---- RAW DATA

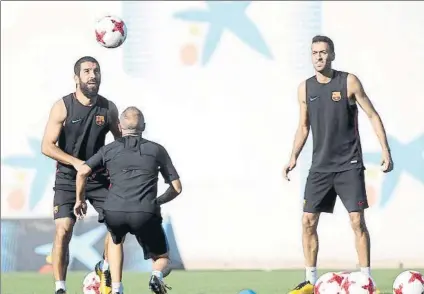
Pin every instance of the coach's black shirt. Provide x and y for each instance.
(134, 164)
(83, 134)
(334, 124)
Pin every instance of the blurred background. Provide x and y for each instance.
(226, 109)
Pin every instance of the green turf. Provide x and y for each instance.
(185, 282)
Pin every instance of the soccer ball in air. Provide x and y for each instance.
(329, 283)
(111, 31)
(91, 284)
(409, 282)
(358, 283)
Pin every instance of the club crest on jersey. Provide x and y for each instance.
(100, 120)
(336, 96)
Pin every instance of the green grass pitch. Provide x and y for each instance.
(186, 282)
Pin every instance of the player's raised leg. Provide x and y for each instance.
(64, 223)
(96, 198)
(115, 249)
(155, 246)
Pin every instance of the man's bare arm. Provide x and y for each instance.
(51, 135)
(303, 127)
(114, 117)
(356, 91)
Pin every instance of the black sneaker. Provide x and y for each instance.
(157, 286)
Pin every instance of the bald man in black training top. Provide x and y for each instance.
(131, 205)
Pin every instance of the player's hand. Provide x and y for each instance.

--------

## STATED TASK
Copy every line of the data word for word, omitting the images.

## TASK RESULT
Pin every instance of the coach's black shirt. Provide x and y for each instance.
(134, 164)
(83, 134)
(334, 124)
Pin every instance of the blurred background. Provide x and y for each instance.
(226, 109)
Pin every instance of the green turf. Provide x and y for each instance.
(185, 282)
Pin every instance of the soccer ball in air. Provide x and y for each instance.
(329, 283)
(111, 31)
(91, 284)
(409, 282)
(358, 283)
Pin every instance of the club crest on jersey. Provide x and y for each instance.
(100, 120)
(336, 96)
Pin every instance of the green grass pitch. Provide x and y for each instance.
(186, 282)
Pin every instance of the player's raised leg. Provide x and y for each instance.
(64, 223)
(96, 198)
(115, 249)
(155, 246)
Pin every instance of the man's bare arm. Provide x and y for each instance.
(51, 135)
(303, 127)
(114, 117)
(356, 91)
Pin every instance of the black sneaker. Provide x and y for each instance.
(157, 286)
Pin every instance of the bald man in black training top. Provide x and y for each instance.
(131, 205)
Pin every instance of the player's hand. Provide x and y for each instance.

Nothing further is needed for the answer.